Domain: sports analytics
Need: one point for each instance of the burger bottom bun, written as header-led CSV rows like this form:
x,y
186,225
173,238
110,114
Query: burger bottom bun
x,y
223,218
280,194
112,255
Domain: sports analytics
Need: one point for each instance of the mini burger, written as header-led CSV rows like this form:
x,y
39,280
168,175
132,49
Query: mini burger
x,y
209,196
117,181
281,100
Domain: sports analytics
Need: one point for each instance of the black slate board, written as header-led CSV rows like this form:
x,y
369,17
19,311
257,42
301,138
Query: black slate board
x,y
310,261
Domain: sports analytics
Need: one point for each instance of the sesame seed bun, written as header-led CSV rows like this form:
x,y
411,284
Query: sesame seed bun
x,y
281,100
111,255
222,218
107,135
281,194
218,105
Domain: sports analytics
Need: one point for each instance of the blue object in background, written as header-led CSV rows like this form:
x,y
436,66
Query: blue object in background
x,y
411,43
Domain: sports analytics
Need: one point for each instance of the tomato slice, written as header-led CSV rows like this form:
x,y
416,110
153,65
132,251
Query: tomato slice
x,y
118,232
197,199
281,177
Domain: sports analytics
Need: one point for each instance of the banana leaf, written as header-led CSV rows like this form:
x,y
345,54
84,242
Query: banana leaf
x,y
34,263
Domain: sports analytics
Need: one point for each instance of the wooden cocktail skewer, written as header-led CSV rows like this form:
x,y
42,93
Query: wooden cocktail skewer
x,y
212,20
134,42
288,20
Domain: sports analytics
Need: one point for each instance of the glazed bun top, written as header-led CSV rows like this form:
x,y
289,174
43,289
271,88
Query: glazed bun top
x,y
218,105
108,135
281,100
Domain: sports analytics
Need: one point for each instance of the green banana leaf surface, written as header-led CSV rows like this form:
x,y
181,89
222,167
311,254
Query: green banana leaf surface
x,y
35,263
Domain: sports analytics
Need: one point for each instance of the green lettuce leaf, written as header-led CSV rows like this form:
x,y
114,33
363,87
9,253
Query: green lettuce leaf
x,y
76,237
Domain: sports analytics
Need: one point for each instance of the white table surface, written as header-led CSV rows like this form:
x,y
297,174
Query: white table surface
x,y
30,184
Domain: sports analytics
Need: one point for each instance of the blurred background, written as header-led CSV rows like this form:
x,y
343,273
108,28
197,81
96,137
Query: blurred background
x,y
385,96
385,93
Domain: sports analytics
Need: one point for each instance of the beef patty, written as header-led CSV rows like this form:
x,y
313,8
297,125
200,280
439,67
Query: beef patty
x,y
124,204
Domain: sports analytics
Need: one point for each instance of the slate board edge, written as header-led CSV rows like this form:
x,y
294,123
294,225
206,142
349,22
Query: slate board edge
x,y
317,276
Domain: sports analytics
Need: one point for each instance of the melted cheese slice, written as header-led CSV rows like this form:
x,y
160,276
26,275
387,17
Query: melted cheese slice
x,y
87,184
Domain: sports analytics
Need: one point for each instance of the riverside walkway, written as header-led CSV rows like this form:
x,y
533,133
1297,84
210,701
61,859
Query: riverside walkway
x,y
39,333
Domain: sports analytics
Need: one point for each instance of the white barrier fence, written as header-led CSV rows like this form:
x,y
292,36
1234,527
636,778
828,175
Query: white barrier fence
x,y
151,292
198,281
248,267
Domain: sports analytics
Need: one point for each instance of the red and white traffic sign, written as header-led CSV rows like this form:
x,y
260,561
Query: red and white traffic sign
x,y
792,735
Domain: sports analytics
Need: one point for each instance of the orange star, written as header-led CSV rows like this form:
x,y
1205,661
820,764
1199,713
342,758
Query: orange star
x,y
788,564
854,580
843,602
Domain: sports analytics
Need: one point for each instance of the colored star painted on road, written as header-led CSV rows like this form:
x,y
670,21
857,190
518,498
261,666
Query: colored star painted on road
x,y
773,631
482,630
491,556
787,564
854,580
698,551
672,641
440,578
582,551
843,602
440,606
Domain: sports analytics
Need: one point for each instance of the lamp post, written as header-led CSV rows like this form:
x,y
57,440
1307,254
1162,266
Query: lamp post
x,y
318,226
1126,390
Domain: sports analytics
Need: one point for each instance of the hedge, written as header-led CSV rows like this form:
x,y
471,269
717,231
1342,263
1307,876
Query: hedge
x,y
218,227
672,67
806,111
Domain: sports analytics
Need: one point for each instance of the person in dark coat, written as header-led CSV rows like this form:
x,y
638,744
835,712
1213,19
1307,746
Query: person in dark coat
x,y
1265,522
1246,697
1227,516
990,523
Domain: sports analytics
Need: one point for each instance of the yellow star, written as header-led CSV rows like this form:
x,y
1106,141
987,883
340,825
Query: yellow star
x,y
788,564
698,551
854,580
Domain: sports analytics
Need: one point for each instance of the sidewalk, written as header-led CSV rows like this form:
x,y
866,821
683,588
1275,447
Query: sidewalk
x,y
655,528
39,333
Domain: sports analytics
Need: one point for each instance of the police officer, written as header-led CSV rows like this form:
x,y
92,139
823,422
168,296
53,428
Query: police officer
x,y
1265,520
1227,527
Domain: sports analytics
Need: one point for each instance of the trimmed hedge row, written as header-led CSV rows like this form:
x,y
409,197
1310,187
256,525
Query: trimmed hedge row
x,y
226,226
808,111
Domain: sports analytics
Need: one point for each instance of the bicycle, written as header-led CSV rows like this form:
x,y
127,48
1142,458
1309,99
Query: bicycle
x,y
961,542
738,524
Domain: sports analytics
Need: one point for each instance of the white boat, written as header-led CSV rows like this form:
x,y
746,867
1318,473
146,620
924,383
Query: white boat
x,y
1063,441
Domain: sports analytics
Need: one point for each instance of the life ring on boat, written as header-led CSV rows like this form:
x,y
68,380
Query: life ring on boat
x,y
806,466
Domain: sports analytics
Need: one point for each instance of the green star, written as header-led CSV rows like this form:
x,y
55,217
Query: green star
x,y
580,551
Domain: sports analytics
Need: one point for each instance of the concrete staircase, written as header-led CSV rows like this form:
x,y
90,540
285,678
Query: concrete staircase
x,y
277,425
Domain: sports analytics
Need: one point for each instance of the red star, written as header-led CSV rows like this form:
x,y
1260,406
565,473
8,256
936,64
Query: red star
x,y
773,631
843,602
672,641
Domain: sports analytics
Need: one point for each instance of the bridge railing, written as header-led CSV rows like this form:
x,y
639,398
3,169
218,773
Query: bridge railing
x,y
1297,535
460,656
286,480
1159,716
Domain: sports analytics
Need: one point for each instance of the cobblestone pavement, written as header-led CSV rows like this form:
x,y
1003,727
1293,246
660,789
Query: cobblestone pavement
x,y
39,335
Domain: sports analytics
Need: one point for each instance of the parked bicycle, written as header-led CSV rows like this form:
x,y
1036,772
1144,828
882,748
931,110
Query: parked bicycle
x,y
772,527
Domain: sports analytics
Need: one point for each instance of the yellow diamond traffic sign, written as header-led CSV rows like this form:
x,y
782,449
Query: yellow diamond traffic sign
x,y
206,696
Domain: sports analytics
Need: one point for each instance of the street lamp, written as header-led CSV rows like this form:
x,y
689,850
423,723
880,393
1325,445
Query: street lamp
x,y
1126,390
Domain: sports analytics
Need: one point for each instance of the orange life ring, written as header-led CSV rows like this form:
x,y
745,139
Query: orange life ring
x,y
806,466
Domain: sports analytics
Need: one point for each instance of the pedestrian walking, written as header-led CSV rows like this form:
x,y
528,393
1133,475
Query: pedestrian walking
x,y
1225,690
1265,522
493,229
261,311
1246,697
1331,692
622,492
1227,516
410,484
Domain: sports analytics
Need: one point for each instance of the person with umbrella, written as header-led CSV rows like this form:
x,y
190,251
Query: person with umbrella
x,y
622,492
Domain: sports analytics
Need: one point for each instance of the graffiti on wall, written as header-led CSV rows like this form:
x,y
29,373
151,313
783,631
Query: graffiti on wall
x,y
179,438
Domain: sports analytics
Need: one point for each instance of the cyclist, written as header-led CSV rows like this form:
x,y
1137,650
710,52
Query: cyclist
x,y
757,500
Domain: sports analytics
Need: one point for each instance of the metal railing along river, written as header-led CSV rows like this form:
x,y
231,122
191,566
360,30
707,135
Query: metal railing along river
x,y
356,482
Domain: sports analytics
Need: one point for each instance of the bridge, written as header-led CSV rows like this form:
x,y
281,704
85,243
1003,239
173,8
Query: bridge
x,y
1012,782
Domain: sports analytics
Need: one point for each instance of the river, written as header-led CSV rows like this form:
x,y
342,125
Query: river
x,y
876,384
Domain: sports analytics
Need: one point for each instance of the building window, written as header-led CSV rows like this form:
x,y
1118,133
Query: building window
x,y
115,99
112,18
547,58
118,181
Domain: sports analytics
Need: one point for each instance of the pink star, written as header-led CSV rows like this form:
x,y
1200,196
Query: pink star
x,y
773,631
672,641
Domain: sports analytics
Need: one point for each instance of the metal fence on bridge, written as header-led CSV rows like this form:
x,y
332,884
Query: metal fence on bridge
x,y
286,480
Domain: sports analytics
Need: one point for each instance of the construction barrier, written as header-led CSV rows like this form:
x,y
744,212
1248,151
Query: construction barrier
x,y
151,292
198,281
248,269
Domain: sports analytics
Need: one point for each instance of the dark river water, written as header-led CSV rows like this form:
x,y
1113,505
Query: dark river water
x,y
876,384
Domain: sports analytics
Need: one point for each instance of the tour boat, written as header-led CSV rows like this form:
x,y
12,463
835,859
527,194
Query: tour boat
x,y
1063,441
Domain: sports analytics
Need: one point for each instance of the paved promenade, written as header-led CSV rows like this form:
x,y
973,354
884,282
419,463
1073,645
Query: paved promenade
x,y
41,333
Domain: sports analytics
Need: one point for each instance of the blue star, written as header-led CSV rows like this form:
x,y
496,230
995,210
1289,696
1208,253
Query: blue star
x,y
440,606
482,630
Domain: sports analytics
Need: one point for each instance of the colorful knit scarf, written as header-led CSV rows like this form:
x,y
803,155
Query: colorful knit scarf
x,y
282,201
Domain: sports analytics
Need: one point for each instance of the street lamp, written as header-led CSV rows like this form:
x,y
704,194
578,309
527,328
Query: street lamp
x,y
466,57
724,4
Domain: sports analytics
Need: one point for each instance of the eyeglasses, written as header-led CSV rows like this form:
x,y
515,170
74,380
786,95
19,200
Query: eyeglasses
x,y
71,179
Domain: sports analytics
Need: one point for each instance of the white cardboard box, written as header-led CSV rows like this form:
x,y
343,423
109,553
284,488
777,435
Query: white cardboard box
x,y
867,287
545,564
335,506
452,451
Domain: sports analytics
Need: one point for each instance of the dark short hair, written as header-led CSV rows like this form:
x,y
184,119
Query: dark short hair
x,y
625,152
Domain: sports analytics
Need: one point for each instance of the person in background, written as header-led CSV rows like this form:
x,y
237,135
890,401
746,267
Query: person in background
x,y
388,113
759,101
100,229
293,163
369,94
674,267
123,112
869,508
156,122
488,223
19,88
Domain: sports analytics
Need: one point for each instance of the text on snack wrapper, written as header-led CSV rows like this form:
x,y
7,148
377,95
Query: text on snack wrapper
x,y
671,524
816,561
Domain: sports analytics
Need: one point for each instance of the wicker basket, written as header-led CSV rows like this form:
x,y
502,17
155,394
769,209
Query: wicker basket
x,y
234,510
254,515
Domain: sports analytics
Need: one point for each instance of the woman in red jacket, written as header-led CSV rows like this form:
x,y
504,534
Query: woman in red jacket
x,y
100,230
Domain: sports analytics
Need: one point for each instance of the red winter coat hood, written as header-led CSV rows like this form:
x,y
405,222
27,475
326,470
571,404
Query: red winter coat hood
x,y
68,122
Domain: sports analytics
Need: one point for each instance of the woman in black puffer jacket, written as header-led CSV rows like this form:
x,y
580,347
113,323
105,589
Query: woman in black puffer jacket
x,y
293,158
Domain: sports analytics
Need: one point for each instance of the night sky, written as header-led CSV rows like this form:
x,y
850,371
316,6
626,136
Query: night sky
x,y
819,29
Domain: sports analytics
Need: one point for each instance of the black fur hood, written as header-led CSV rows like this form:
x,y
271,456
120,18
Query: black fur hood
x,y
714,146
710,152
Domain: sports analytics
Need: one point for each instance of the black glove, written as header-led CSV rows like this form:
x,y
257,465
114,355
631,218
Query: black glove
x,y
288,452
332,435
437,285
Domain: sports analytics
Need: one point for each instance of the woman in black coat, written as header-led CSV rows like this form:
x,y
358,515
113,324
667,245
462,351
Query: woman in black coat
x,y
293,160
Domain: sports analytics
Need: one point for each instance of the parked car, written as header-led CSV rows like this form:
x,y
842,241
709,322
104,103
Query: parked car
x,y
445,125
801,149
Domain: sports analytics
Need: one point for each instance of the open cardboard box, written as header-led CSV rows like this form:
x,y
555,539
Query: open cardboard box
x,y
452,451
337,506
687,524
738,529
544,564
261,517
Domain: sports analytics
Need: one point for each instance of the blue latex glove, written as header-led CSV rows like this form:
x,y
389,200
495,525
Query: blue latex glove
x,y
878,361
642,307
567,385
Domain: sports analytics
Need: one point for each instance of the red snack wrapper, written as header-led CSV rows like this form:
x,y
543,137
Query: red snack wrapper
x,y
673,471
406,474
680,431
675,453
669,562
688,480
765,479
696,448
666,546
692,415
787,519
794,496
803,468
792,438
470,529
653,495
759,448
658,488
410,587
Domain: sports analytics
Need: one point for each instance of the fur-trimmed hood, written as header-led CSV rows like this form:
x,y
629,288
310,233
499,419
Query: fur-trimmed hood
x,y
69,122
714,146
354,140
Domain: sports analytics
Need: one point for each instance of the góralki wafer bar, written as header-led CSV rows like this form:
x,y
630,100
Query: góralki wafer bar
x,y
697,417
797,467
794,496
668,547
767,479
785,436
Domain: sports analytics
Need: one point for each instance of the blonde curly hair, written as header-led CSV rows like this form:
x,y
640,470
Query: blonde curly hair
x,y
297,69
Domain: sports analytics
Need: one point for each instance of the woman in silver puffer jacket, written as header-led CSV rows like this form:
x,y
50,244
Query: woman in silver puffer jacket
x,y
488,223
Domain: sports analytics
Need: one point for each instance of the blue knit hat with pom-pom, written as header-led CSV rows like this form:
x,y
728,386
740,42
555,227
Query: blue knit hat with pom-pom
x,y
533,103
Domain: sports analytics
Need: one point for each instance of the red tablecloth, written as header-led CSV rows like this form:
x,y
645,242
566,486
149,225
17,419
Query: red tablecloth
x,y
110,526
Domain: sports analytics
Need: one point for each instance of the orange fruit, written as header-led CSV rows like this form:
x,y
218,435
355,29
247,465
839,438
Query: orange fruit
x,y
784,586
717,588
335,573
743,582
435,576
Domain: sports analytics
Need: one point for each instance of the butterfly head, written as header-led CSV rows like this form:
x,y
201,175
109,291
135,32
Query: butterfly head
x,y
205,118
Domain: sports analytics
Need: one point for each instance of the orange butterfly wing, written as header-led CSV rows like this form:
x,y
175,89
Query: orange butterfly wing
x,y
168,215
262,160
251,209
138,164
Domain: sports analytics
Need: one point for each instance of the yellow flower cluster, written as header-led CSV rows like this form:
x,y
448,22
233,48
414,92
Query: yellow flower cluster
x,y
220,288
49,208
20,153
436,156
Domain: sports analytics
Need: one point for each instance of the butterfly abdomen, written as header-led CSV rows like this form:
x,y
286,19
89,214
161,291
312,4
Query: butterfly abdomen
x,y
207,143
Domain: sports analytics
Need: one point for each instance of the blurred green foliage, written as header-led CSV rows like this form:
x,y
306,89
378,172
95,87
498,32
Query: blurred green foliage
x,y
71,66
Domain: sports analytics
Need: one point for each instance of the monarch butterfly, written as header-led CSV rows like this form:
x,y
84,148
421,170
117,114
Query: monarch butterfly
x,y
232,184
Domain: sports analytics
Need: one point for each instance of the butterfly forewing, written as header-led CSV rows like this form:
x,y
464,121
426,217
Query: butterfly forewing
++++++++
**WORK REQUIRED**
In the data above, how many lines contain the word "forewing"? Write the number only.

**EXPECTED OUTPUT**
2